Les emballages sont devenus indispensables au système alimentaire conventionnel. Ils protègent la nourriture, facilitent le transport, servent d’outils de communication et surtout de support marketing. Malgré ces avantages, ils provoquent des effets préjudiciables à notre santé et à notre environnement qu’il n’est plus possible d’ignorer. De nombreux articles informent et sensibilisent aux effets néfastes de ces emballages envahissants. Photos de tortues suffocant dans des sacs en plastique, plages inondées de déchets, fruits et légumes doublement emballés sans aucune raison, sont des images malheureusement trop familières. Mais il faut songer qu’avant de devenir déchets, ces matériaux ont déjà un impact bien moins mis en évidence…
Selon le Forum Économique Mondial, aujourd’hui 6% de la consommation de pétrole est destinée à la production de plastique. Selon les projections, en 2050, ce nombre augmentera à 20% et sera responsable de 15% des émissions globales. L’industrie alimentaire est la première responsable et 95% des emballages plastiques qu’elle produit sont à usage unique . Ce fait rend cette seule industrie responsable de 35% de la production globale d’emballages . Les emballages ne sont pas seulement un problème de consommation, leur impact sur notre vie commence bien en amont avec leur production et leurs transports. Ils n’étranglent pas seulement les animaux marins…
Trop souvent l’attention reste focalisée sur les problèmes de ces matériaux après utilisation, quand ils deviennent des déchets. Les tentatives de solutions proposées par le secteur privé et public essayent d’améliorer les systèmes du recyclage, mais depuis l’introduction globale des logiques du recyclage il y a plus que 40 ans déjà, ce secteur n’arrive toujours pas à traiter suffisamment de déchets. Toujours selon Forum Économique Mondial, seulement 14% du plastique serait recyclé .
Les obstacles au recyclage ne sont pas uniquement de nature technologique. Dans le modèle économique capitaliste, visant à maximiser les retours sur investissements, le recyclage n’est pas un secteur suffisamment profitable. Ainsi, les pays riches continuent d’exporter leurs déchets dans des pays les plus pauvres, dont le traitement est peu coûteux et surtout peu réglementé. En 2016, les pays de l’Organisation de Coopération et de Développement Économiques (OCDE) ont exporté 70% de leurs déchets plastiques. Malgré la fermeture de plusieurs marchés de recyclages de déchets, comme l’a fait la Chine en 2017-2018, les pays riches continuent d’exporter dans des pays qui accueillent encore nos déchets, comme le Vietnam, l’Indonésie et la Malaisie.

Section des données:
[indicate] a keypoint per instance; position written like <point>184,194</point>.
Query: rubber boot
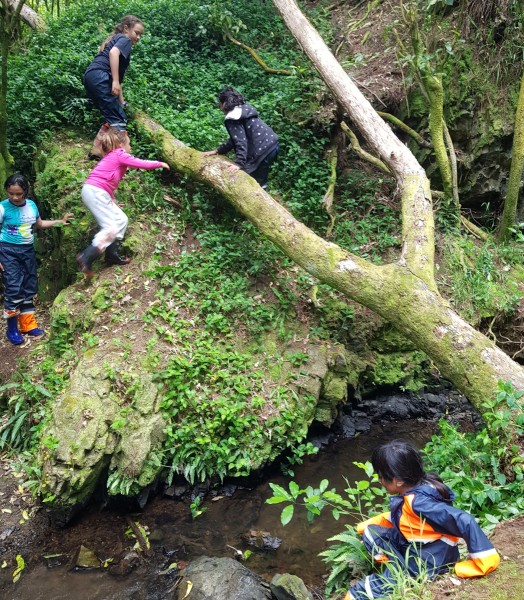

Énoncé du problème: Réécris le passage du texte sur les emballages qui commence aux mots « Les obstacles au » et s'arrête après « et la Malaisie. », en changeant « peu coûteux » en « bon marché ».

Solution détaillée:
Les obstacles au recyclage ne sont pas uniquement de nature technologique. Dans le modèle économique capitaliste, visant à maximiser les retours sur investissements, le recyclage n’est pas un secteur suffisamment profitable. Ainsi, les pays riches continuent d’exporter leurs déchets dans des pays les plus pauvres, dont le traitement est bon marché et surtout peu réglementé. En 2016, les pays de l’Organisation de Coopération et de Développement Économiques (OCDE) ont exporté 70% de leurs déchets plastiques. Malgré la fermeture de plusieurs marchés de recyclages de déchets, comme l’a fait la Chine en 2017-2018, les pays riches continuent d’exporter dans des pays qui accueillent encore nos déchets, comme le Vietnam, l’Indonésie et la Malaisie.